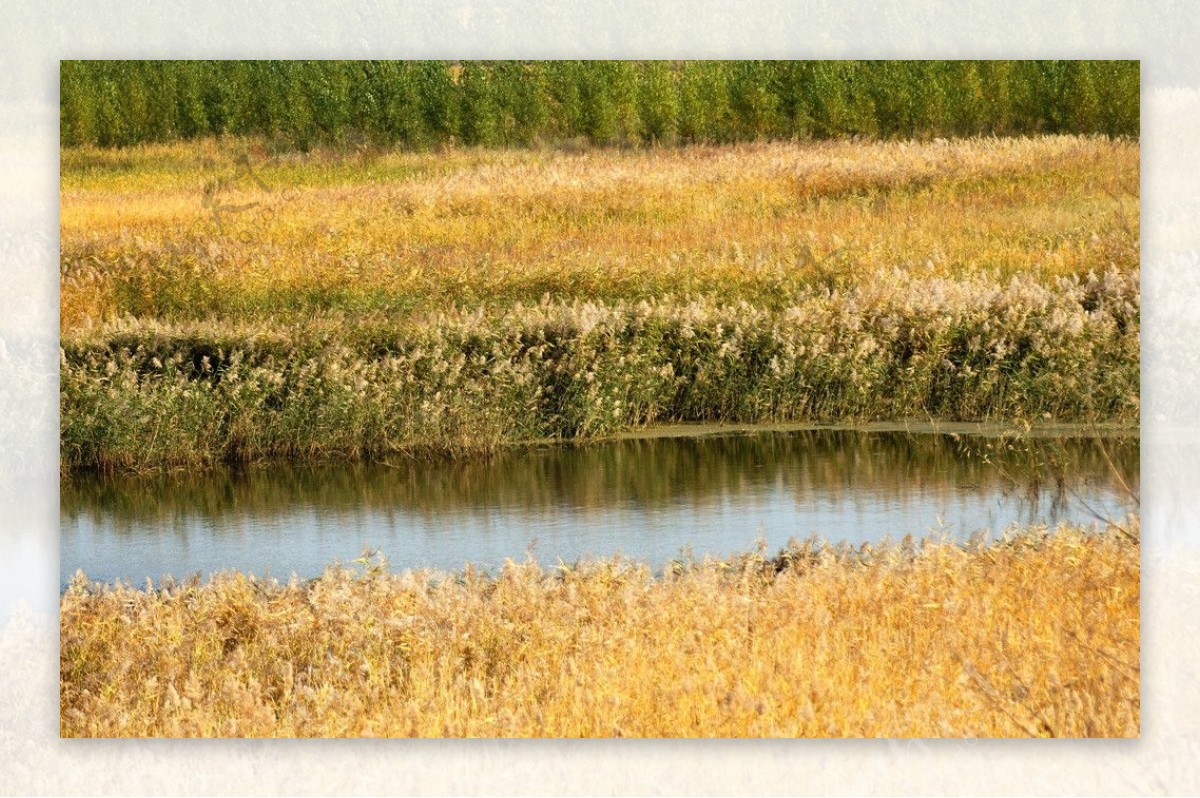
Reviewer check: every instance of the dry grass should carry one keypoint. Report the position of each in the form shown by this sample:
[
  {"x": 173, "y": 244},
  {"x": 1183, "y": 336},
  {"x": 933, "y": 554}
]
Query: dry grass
[
  {"x": 1033, "y": 636},
  {"x": 221, "y": 229}
]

################

## Task to carry out
Write out the lines above word for word, leaving out the pictures.

## Solved exercise
Reviewer check: every instance of the dry grass should carry one keypoint. Report the position of each in the form shown by this sample:
[
  {"x": 173, "y": 244},
  {"x": 1183, "y": 336},
  {"x": 933, "y": 554}
]
Query: dry grass
[
  {"x": 1033, "y": 636},
  {"x": 221, "y": 229}
]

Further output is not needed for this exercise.